▸ **Collected data**
========
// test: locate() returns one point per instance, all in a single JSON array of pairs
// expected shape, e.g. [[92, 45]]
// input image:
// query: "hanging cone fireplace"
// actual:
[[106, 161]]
========
Could you retype the lines above word for word, with nothing left out or changed?

▸ **ANSWER TO THE TASK**
// test: locate() returns one point per instance, all in a single JSON array of pairs
// expected shape, e.g. [[92, 45]]
// input image:
// query: "hanging cone fireplace"
// actual:
[[106, 161]]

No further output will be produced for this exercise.